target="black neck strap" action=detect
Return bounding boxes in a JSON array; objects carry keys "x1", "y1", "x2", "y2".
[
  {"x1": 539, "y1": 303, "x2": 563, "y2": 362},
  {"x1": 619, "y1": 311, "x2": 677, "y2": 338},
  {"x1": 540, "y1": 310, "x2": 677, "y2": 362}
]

*ACTION ITEM*: Each record above has to be set down again, word for word.

*EXERCISE OUTPUT*:
target="black neck strap" action=detect
Return bounding boxes in a JSON array; objects carry keys "x1", "y1", "x2", "y2".
[
  {"x1": 539, "y1": 303, "x2": 563, "y2": 362},
  {"x1": 619, "y1": 311, "x2": 677, "y2": 338},
  {"x1": 540, "y1": 310, "x2": 677, "y2": 362}
]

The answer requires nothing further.